> **Source records**:
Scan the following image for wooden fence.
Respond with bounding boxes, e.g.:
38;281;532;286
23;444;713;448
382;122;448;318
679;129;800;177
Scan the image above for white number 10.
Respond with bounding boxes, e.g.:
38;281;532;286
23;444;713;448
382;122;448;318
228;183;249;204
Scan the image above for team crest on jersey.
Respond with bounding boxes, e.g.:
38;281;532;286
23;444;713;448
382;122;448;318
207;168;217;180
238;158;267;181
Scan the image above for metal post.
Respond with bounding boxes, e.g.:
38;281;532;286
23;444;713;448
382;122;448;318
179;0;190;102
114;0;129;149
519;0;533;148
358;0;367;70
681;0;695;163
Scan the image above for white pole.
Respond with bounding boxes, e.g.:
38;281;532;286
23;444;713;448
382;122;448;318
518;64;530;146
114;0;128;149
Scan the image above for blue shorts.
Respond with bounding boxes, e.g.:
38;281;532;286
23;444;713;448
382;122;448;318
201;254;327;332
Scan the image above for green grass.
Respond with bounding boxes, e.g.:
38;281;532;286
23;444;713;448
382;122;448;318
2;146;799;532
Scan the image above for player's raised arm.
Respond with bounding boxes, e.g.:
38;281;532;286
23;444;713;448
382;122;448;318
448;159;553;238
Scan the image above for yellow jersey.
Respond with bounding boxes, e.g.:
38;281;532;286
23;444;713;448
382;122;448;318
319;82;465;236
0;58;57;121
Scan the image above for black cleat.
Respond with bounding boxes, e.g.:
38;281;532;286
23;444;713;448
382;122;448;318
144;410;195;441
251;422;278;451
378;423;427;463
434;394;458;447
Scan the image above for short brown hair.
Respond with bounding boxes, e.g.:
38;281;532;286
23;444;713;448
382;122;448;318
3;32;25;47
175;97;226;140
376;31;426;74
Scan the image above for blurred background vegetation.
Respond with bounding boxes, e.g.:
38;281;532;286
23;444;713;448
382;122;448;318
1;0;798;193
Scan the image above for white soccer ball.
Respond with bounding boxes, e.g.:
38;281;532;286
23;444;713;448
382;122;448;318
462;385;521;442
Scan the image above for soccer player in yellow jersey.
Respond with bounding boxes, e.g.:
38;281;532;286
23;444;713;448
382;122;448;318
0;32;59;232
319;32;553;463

> **What you need to do**: Which lines in the material above include the string "white"? Pull them out.

> **Response to the task**:
Scan the image above for white number 10.
Scan the image above for white pole.
Scan the image above for white soccer ball.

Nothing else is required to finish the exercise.